### INSTRUCTIONS TO FOLLOW
Answer these from the Hog Hammer ammo thread:
(a) How many rounds does the first post say were used?
(b) What bullet weight is given for the .223 load that uses Barnes tsx?
(c) Which caliber of the Remington Hog Hammer ammo was used on Ossabaw?

### DOCUMENT SEGMENT
******************************

# Hog Hammer ammo



## jkp (Feb 24, 2015)

Thought I would let everyone know a review of this ammo before you waste your money.

This ammo will not exit even in the rib cage, yes its fast but it loses all its energy on entrance.  

Very, Very, Very poor ammo for a hog even in the head!!.  

DO NOT WASTE YOUR MONEY ON THIS AMMO IT IS HORRIBLE

over 40 rounds used all with very poor energy.


----------



## mattech (Feb 24, 2015)

Which ammo exactly?  One brand uses Barnes tsx for the .223 in a 62 gr. I loaded 20 rounds of that bullet for the ossabow island hunt. Unfortunately, I didn't get to see the results.


----------



## jkp (Feb 24, 2015)

I am referring to the Remington Hog Hammer ammo that they just released last season.

I used the .300blk on Ossabaw, it was horrible.  I also have read a number of bad reviews of a number of other calibers.  It has no exit power at all, even had it barely exit on a 20lb pig at 10 feet, because it hit a rib.  The barnes, and hornady are much more powerful.

******************************

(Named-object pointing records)
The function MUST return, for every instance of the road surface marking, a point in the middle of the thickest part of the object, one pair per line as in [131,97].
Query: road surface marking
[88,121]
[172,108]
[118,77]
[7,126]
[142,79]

******************************

### TASK OUTPUT
(a) Over 40 rounds.
(b) 62 gr.
(c) The .300blk.